Items:
================
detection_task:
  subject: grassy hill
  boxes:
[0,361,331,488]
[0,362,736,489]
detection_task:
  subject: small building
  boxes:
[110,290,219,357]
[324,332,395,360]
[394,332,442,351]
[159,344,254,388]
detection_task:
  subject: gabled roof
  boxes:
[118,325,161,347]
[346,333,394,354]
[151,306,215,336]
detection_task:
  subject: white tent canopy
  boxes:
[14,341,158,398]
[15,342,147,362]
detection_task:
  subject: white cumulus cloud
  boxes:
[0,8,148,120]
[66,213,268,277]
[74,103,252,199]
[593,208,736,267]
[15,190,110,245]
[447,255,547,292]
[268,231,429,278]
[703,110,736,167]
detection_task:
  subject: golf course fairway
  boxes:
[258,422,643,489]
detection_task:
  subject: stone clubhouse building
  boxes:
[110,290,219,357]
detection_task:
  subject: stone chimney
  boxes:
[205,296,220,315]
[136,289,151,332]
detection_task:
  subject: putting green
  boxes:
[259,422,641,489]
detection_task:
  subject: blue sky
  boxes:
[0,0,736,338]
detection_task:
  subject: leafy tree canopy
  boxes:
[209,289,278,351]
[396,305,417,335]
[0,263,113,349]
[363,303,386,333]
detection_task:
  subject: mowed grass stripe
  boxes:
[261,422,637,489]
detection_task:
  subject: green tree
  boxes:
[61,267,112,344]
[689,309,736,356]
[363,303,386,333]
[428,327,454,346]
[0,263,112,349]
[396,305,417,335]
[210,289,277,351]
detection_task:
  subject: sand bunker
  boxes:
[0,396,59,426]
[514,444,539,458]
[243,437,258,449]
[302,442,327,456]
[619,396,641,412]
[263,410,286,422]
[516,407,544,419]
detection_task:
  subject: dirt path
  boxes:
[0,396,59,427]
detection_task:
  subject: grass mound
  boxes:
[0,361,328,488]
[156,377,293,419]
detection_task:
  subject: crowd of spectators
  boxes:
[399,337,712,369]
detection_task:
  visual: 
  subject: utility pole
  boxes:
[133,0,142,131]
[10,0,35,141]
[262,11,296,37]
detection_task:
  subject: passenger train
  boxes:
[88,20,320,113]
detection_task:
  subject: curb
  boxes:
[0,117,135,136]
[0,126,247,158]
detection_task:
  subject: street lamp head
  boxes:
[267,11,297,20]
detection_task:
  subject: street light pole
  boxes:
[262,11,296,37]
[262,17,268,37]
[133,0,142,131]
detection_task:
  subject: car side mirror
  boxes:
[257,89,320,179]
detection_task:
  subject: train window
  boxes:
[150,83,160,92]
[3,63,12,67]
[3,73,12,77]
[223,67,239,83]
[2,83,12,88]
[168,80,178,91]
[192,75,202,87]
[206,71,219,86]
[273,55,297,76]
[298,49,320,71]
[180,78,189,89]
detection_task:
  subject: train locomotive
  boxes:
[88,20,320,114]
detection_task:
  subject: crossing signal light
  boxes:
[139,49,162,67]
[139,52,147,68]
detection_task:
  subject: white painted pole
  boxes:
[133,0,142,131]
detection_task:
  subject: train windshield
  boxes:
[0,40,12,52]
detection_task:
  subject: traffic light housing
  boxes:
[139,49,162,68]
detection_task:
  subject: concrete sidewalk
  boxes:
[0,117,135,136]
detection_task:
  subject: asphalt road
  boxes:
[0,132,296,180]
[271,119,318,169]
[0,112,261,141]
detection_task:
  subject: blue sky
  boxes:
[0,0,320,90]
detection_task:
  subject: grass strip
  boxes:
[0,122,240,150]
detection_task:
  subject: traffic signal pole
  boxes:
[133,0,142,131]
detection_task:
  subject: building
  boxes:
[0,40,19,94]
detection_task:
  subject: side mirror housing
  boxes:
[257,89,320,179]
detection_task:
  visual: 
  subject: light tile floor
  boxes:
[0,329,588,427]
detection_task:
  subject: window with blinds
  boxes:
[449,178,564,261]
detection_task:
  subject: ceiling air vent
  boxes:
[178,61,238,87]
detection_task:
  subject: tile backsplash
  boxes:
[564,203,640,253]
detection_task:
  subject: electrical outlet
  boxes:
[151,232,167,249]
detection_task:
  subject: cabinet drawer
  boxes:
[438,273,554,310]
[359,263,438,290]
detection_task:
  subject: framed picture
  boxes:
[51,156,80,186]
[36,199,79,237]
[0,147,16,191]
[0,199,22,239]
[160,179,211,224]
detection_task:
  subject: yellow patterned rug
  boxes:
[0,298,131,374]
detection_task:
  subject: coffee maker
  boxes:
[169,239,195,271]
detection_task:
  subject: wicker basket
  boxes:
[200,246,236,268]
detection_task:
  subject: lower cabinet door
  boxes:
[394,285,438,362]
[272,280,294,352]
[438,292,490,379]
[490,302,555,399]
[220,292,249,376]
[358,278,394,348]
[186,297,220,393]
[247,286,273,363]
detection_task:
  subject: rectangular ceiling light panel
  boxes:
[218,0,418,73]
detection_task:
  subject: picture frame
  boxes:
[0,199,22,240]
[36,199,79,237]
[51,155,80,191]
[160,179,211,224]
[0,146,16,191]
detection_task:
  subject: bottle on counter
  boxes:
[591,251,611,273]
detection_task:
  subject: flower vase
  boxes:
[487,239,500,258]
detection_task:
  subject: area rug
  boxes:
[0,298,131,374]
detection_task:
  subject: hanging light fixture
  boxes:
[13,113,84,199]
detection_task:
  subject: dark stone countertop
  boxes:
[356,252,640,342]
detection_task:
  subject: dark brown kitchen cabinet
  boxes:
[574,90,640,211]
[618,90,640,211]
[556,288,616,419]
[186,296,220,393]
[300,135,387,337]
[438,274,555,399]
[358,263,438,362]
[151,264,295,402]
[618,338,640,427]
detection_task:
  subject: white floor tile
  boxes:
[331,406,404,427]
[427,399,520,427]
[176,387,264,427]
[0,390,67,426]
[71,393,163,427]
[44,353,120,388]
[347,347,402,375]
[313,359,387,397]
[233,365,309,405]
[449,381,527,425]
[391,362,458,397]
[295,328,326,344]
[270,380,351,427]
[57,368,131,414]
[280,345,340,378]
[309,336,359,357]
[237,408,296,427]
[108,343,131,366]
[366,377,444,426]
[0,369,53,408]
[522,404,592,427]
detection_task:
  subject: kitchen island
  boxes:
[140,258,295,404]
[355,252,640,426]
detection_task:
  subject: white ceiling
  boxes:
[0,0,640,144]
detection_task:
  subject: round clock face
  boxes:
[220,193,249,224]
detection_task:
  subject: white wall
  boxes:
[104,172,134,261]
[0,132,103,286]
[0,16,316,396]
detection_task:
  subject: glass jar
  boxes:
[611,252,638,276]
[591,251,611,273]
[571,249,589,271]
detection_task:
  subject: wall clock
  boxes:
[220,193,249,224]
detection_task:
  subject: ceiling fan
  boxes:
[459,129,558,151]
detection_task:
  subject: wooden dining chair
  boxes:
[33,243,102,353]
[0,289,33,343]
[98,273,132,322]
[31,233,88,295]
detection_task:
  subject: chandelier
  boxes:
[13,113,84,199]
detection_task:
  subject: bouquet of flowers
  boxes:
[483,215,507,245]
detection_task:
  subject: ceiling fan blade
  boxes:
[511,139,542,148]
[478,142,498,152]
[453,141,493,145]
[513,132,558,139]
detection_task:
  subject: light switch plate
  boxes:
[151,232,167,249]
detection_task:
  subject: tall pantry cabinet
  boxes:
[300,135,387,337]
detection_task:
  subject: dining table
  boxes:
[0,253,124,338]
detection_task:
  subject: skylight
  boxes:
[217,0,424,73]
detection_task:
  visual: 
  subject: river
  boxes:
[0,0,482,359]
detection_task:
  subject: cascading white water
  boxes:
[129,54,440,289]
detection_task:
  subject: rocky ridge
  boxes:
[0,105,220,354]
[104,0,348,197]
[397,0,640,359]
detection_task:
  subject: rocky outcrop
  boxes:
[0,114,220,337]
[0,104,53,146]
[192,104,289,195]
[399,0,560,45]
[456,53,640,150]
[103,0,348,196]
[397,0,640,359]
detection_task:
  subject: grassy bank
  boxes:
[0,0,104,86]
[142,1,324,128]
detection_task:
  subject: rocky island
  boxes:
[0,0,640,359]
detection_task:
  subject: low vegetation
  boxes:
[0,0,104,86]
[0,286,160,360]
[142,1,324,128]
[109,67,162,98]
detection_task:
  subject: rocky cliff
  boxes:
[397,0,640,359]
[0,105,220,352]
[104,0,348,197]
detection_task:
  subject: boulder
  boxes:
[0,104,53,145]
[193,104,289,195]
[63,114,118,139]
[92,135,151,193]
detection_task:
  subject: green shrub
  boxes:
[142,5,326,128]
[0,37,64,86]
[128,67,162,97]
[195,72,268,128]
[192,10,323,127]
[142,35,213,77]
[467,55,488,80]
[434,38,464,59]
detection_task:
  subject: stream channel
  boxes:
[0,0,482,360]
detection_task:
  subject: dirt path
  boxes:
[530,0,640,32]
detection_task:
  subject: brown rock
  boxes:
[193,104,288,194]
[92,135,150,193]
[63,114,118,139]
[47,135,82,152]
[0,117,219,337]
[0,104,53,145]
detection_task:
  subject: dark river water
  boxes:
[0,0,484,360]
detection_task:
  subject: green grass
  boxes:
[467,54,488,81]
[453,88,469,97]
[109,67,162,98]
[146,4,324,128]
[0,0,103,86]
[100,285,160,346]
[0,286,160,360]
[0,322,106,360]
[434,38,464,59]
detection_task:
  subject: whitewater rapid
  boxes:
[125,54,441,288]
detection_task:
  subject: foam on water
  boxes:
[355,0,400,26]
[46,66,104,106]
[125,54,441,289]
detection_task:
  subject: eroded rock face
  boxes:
================
What is asked:
Starting at the beginning of the records and ending with the line that contains "[159,344,254,388]", inclusive, reproduce those lines with "small building" changed to "small shed" and nothing else altered.

In response:
detection_task:
  subject: grassy hill
  boxes:
[0,361,331,488]
[0,362,736,489]
detection_task:
  subject: small shed
  boxes:
[110,290,219,357]
[324,332,395,360]
[394,332,442,351]
[159,344,254,388]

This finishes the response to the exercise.